* _Assigned task_:
The expected output is a copy of every line in the records with the string "shirt".

^^^^^^^^

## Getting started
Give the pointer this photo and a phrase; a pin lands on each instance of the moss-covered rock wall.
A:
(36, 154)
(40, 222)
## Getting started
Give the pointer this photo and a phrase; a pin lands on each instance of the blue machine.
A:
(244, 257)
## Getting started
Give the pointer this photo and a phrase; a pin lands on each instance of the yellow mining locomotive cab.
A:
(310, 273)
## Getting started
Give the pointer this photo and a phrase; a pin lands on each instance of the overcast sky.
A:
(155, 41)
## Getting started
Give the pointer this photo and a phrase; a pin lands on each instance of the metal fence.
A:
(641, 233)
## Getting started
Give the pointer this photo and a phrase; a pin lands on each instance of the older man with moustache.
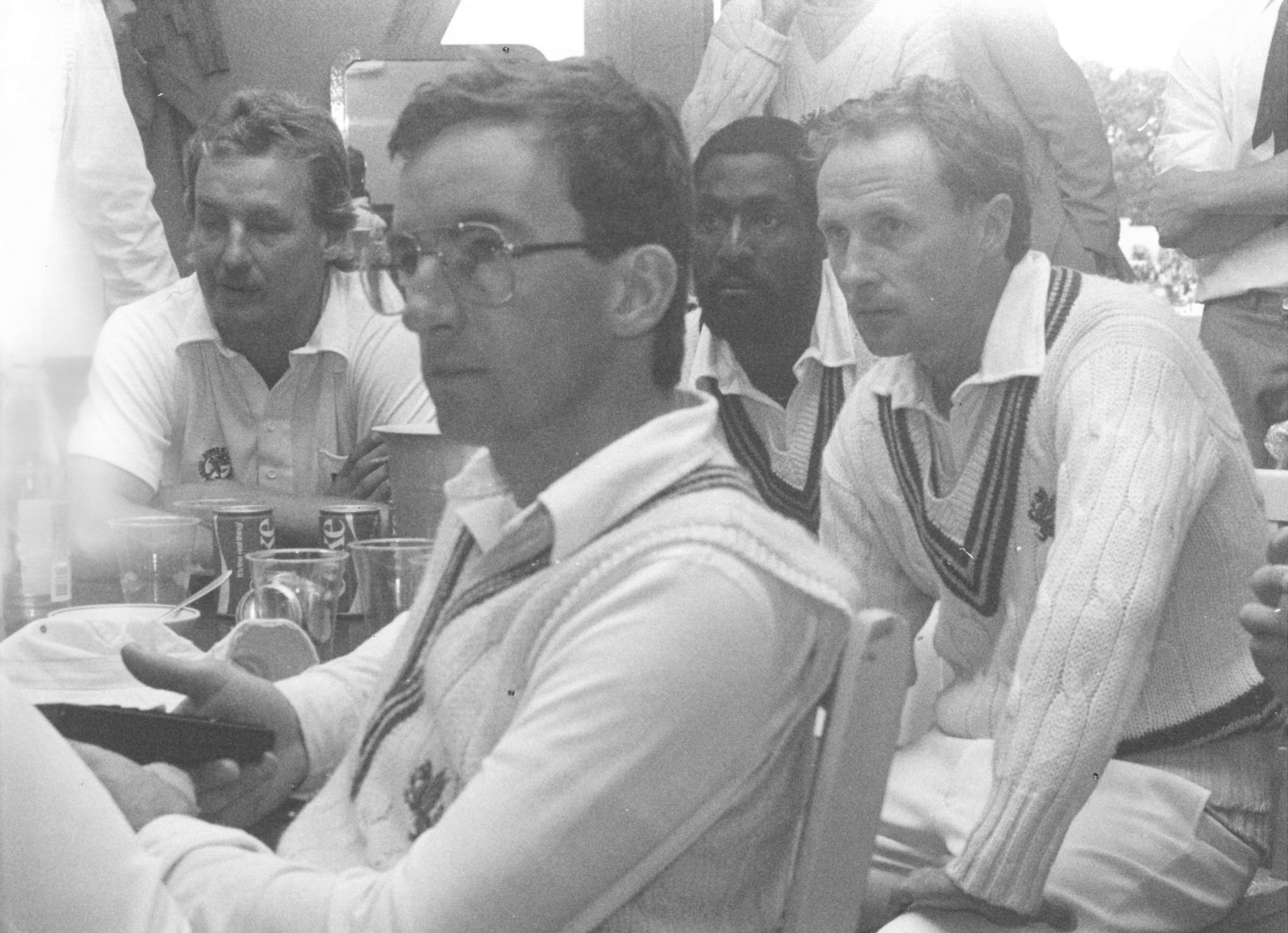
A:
(1049, 456)
(260, 376)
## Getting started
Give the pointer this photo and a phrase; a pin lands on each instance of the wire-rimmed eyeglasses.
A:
(476, 259)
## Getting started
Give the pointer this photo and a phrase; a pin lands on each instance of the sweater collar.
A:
(330, 335)
(834, 343)
(1015, 344)
(600, 491)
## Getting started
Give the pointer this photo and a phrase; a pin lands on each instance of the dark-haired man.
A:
(597, 715)
(776, 345)
(260, 376)
(1049, 456)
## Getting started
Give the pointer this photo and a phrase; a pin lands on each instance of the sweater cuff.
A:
(765, 43)
(170, 838)
(1009, 854)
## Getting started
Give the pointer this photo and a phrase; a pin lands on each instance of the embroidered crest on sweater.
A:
(1042, 514)
(215, 465)
(425, 798)
(749, 448)
(971, 568)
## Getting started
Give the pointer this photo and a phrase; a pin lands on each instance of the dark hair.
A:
(979, 153)
(267, 123)
(772, 136)
(621, 151)
(357, 165)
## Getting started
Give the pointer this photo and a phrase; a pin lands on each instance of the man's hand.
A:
(934, 890)
(780, 15)
(1177, 205)
(227, 793)
(365, 474)
(1114, 266)
(139, 793)
(1268, 621)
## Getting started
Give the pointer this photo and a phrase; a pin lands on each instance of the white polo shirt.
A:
(787, 433)
(170, 403)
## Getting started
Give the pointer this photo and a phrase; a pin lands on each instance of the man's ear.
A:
(335, 246)
(996, 223)
(647, 282)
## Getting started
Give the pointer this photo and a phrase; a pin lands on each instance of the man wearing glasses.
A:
(598, 713)
(260, 377)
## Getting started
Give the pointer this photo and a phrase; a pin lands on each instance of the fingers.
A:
(1277, 551)
(198, 680)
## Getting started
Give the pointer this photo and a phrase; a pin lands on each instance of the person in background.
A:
(776, 345)
(83, 239)
(599, 711)
(794, 59)
(1009, 53)
(1266, 621)
(1221, 197)
(260, 376)
(1050, 456)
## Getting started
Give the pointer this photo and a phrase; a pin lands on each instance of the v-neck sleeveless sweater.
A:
(471, 676)
(1094, 550)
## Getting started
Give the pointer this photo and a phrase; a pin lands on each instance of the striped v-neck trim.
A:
(749, 448)
(971, 567)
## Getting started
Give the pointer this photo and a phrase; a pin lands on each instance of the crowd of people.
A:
(909, 379)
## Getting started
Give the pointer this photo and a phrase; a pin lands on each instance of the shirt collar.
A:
(330, 335)
(1015, 344)
(832, 344)
(600, 491)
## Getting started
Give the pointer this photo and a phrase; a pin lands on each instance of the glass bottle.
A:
(36, 551)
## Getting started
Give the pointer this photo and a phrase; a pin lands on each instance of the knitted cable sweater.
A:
(749, 68)
(1090, 559)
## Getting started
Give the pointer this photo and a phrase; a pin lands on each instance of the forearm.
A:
(1260, 190)
(1219, 233)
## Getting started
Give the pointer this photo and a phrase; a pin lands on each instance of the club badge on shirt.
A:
(215, 465)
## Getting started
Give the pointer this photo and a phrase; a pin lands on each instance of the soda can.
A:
(240, 531)
(341, 525)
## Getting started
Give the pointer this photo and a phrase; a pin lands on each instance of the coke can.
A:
(240, 531)
(341, 525)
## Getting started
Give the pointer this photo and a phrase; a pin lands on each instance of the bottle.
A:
(36, 549)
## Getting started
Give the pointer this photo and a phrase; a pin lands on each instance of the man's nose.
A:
(431, 301)
(236, 252)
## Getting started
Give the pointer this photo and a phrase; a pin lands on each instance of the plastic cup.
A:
(389, 573)
(207, 563)
(302, 584)
(155, 556)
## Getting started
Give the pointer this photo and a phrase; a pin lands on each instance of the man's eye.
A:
(209, 221)
(888, 228)
(837, 239)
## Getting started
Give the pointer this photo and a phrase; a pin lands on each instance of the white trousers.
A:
(1143, 855)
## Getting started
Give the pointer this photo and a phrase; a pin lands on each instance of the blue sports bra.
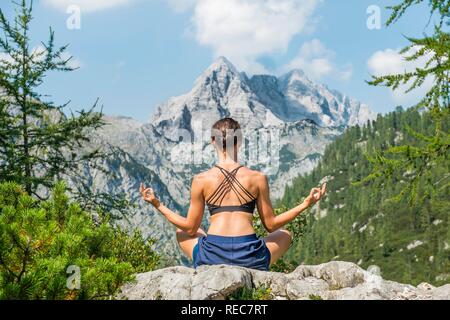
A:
(230, 183)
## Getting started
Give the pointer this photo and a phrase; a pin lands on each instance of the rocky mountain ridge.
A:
(287, 121)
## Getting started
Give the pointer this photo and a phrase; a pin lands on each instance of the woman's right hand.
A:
(149, 195)
(315, 195)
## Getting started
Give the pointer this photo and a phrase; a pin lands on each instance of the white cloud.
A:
(86, 5)
(244, 30)
(390, 61)
(316, 60)
(181, 5)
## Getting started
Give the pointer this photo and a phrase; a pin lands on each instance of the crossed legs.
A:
(277, 242)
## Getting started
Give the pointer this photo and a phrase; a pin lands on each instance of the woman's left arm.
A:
(192, 222)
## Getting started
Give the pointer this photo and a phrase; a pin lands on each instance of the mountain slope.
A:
(286, 134)
(359, 224)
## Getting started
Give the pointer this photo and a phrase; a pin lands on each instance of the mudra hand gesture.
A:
(149, 196)
(315, 195)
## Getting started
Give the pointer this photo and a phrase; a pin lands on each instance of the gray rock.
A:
(335, 280)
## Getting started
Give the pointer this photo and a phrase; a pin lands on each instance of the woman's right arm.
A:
(274, 222)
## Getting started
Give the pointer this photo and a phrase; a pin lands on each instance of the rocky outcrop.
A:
(330, 281)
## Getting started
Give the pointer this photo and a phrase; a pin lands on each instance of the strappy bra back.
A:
(247, 201)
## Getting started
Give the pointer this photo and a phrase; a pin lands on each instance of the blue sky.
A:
(134, 54)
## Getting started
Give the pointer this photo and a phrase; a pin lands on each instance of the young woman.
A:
(231, 192)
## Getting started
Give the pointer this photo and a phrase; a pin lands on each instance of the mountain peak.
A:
(296, 75)
(221, 64)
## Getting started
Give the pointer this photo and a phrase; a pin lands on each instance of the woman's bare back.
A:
(230, 223)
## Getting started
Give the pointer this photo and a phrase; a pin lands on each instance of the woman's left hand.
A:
(149, 195)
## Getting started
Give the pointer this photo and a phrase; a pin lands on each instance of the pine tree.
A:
(40, 143)
(417, 161)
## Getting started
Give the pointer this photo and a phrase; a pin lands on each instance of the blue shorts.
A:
(245, 251)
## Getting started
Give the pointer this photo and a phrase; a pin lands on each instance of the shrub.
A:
(41, 240)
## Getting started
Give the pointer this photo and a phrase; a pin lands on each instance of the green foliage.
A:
(260, 293)
(39, 142)
(39, 240)
(419, 160)
(359, 222)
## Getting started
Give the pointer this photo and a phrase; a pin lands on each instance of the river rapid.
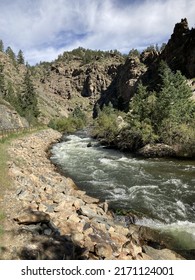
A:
(159, 191)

^^^^^^^^

* _Answer for this exercise_:
Give the pointer this photo and a phrase; a pin lands on each instance of the white polo shirt.
Give the pointer this photo and a phrase; a pin lands on each instance of the shirt collar.
Give the pointer this photo and a phrase; a pin lands on each instance of the club badge on shirt.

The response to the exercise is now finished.